_What to do:_
Find where "occurrences of plaid" occurs in the data below, and retype that line and every later line exactly.

_Data provided:_
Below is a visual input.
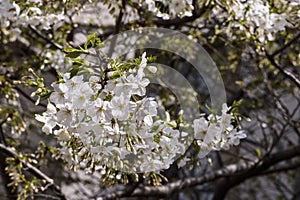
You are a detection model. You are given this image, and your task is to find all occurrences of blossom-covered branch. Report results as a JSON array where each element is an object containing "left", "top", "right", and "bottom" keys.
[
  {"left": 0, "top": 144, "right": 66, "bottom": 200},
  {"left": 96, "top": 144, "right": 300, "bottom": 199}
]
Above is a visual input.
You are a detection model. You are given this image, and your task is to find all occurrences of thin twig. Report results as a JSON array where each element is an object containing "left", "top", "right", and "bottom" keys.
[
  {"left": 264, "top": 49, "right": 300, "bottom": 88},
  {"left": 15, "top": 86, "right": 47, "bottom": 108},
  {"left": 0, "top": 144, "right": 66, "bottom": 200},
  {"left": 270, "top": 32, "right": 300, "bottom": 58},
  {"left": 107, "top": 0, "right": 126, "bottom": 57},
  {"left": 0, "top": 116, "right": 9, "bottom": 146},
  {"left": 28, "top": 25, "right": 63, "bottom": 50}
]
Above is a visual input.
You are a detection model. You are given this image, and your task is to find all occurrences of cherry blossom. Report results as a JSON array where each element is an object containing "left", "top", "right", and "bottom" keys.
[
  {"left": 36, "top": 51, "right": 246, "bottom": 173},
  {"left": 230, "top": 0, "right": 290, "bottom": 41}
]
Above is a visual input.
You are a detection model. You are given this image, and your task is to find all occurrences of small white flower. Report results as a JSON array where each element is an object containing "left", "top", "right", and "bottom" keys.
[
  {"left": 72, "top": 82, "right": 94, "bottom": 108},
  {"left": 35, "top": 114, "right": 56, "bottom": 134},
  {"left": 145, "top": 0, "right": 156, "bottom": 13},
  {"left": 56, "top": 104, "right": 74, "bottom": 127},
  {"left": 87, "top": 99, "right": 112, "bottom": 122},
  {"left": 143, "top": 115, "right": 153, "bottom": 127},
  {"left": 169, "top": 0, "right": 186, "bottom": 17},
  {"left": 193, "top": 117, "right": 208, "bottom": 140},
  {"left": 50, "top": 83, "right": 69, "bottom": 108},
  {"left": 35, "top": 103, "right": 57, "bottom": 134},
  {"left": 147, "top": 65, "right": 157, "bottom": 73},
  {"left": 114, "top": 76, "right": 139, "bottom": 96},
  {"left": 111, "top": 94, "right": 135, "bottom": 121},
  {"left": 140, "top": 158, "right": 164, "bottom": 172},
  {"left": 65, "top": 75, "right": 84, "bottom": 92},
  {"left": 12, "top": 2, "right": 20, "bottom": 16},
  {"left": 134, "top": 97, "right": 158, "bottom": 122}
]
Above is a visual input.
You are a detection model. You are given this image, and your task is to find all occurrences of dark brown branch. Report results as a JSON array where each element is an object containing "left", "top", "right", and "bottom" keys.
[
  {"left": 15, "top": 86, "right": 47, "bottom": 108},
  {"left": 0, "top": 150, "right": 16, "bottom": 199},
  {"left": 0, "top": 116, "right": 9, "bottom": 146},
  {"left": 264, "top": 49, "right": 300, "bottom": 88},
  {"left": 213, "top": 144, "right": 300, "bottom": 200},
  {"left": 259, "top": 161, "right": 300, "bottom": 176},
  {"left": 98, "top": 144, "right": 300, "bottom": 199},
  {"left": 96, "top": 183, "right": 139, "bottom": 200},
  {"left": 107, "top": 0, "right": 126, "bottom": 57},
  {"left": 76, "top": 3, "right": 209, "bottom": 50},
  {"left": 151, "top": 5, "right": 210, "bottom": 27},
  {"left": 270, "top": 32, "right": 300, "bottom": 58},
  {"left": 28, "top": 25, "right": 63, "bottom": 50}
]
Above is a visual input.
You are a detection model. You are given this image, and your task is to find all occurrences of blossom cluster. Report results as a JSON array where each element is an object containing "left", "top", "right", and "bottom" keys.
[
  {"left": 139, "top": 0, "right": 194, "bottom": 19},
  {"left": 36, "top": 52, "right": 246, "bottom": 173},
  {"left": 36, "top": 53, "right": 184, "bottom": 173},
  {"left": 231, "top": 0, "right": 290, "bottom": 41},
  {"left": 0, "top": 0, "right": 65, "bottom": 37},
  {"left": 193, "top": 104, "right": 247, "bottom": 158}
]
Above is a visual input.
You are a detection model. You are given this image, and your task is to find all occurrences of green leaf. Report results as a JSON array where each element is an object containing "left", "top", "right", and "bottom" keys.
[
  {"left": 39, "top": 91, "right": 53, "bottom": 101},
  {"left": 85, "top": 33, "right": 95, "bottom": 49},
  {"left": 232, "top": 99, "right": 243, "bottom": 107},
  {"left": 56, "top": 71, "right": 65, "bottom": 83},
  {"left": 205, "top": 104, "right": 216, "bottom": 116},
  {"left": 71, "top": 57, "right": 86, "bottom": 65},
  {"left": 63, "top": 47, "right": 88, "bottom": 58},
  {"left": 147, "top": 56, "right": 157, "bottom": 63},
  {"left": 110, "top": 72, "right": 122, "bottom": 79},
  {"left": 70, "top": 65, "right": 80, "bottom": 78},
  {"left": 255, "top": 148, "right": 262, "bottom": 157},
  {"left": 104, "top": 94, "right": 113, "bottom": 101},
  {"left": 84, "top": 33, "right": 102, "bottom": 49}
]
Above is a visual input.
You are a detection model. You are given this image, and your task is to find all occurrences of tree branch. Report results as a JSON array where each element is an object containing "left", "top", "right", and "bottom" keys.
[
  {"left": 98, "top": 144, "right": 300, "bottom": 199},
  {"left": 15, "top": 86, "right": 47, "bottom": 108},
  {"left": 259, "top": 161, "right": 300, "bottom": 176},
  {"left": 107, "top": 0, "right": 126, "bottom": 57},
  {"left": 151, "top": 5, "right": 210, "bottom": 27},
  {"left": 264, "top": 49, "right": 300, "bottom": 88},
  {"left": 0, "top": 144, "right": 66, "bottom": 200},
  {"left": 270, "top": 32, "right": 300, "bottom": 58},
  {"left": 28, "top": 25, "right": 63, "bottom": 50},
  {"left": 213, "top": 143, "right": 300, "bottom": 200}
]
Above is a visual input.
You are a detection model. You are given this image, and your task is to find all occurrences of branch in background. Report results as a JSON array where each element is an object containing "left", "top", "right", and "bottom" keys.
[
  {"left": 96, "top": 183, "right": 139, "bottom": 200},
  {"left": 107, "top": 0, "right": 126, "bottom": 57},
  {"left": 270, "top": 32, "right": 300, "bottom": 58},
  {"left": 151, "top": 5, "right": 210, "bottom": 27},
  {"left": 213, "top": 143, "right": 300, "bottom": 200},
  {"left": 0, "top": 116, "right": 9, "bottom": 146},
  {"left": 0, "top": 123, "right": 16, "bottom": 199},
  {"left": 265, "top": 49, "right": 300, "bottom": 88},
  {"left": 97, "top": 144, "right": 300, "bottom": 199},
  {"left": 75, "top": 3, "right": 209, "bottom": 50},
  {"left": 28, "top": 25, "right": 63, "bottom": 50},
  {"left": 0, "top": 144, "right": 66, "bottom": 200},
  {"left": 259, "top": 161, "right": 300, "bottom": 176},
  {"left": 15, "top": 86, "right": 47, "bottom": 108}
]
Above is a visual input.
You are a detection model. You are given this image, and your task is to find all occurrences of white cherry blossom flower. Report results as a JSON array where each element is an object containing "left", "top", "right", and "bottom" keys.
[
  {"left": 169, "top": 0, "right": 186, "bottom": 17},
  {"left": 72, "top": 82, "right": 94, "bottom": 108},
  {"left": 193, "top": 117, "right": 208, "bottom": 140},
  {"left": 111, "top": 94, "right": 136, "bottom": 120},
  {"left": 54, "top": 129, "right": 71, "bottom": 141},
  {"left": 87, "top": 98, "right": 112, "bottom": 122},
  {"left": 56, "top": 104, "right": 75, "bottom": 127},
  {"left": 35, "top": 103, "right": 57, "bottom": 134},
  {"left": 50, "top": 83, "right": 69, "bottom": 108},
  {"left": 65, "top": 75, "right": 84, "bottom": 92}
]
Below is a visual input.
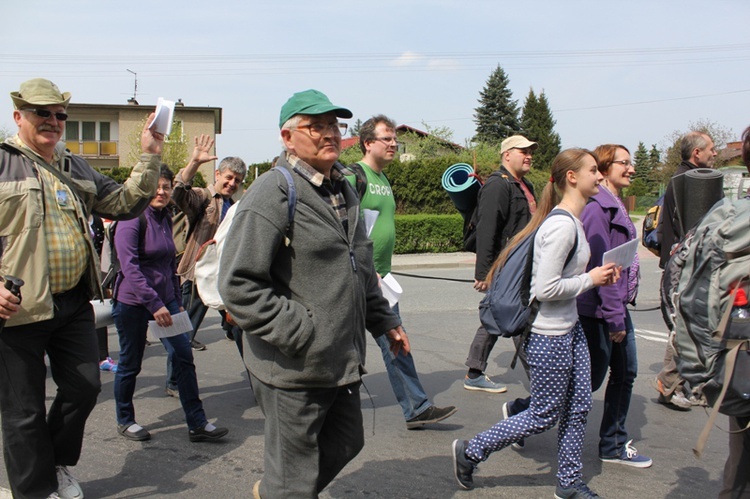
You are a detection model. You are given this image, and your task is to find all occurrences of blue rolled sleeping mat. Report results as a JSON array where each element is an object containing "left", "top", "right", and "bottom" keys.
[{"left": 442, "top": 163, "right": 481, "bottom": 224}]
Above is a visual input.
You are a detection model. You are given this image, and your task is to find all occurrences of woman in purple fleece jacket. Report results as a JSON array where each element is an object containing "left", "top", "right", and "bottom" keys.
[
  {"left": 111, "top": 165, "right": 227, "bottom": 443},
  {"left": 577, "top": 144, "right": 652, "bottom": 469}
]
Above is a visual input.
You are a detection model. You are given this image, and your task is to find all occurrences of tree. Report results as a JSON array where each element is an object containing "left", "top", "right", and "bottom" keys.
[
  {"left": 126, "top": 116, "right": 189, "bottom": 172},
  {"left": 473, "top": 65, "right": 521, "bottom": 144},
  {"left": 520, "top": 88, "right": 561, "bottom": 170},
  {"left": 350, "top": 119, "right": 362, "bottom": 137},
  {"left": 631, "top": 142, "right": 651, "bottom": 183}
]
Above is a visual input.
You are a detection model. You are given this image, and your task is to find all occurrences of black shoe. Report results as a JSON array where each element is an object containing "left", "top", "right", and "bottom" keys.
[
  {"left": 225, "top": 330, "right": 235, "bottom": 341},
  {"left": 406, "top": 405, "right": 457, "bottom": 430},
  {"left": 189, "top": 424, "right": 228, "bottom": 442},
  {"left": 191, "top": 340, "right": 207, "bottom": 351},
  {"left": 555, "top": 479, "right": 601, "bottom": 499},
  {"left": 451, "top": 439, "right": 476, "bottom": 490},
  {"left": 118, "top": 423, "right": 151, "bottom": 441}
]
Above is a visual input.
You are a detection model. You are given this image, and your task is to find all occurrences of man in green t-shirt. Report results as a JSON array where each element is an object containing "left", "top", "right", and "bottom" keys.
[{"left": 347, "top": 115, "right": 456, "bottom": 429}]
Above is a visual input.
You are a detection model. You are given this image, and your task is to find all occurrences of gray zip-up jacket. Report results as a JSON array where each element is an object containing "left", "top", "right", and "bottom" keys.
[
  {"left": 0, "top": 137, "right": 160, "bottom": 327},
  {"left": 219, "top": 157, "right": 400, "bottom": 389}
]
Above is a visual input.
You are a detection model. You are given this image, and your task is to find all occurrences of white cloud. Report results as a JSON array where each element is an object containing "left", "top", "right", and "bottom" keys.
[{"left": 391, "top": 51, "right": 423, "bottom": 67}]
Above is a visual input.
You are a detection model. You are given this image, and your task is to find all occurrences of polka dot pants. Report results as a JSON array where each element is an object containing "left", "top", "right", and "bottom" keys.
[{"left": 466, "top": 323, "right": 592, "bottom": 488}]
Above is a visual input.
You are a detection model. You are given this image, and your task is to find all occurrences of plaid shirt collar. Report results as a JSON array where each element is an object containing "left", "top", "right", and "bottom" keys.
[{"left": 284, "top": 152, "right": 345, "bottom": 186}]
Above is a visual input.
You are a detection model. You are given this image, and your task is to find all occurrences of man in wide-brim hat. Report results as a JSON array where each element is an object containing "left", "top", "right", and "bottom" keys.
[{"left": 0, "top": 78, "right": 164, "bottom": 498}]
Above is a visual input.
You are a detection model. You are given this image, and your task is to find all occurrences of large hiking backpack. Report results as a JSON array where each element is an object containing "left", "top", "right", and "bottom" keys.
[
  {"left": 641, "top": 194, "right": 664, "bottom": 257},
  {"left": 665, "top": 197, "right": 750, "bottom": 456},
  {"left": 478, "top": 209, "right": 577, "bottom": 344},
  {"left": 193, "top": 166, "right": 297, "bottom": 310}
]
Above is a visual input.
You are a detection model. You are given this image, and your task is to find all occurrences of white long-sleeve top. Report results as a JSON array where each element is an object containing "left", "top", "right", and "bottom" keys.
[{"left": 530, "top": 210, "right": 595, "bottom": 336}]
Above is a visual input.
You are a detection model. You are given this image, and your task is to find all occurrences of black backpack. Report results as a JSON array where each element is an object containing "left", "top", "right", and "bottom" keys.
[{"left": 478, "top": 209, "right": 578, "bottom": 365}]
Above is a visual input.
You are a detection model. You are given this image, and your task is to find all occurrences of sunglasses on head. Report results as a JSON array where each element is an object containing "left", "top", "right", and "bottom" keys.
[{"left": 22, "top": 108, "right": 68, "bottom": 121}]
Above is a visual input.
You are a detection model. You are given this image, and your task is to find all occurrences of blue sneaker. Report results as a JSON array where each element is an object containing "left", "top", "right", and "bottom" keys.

_Response to this exercise:_
You are a detection model. You are given this image, and your task is to find all occurrences of plaid shirt collar. Report results as a JSON array where each element is an object containing "left", "top", "right", and "bottom" keys.
[{"left": 284, "top": 152, "right": 345, "bottom": 186}]
Above is a visual input.
You are a detection model. You are given this image, and your task is to find all occurrences of man in wide-brim hat. Report results as a JSON array where each element is an object containing "left", "top", "right", and "bottom" keys.
[{"left": 0, "top": 78, "right": 164, "bottom": 498}]
Above is a visual input.
You are a detection model. You are given this image, and your task is to find all occurrences of large hiking backpack. Report results as a JSON array where each element is an object containing "left", "top", "right", and "bottom" keys.
[
  {"left": 641, "top": 194, "right": 664, "bottom": 257},
  {"left": 665, "top": 197, "right": 750, "bottom": 456},
  {"left": 478, "top": 209, "right": 577, "bottom": 344},
  {"left": 193, "top": 166, "right": 297, "bottom": 310}
]
Above is a visual input.
You are a detection model. You are given this image, and your task is to find all occurrences of white long-sleeve top. Report results as a JSON array where each element is an object containing "left", "top", "right", and "bottom" keys.
[{"left": 530, "top": 210, "right": 595, "bottom": 336}]
Above is a visual input.
You are a detection model. You are given this image, and your task is to find all occurrences of black backpack. Report results as a JSON array where each element is an object containing "left", "top", "right", and "bottom" keys.
[{"left": 478, "top": 209, "right": 578, "bottom": 365}]
Above is a visual input.
You are a detection model. You are given this image, and your task is to find all occurrences of sunglasses on head. Report results as a JSON array where each element is an object containing "left", "top", "right", and "bottom" keys.
[{"left": 22, "top": 108, "right": 68, "bottom": 121}]
Above is a visual input.
You are a detection model. You are given this image, and your task is to find all occurrences of blue sneaker. Report results as a JSON array where each element is an object containing "left", "top", "right", and "bottom" keys.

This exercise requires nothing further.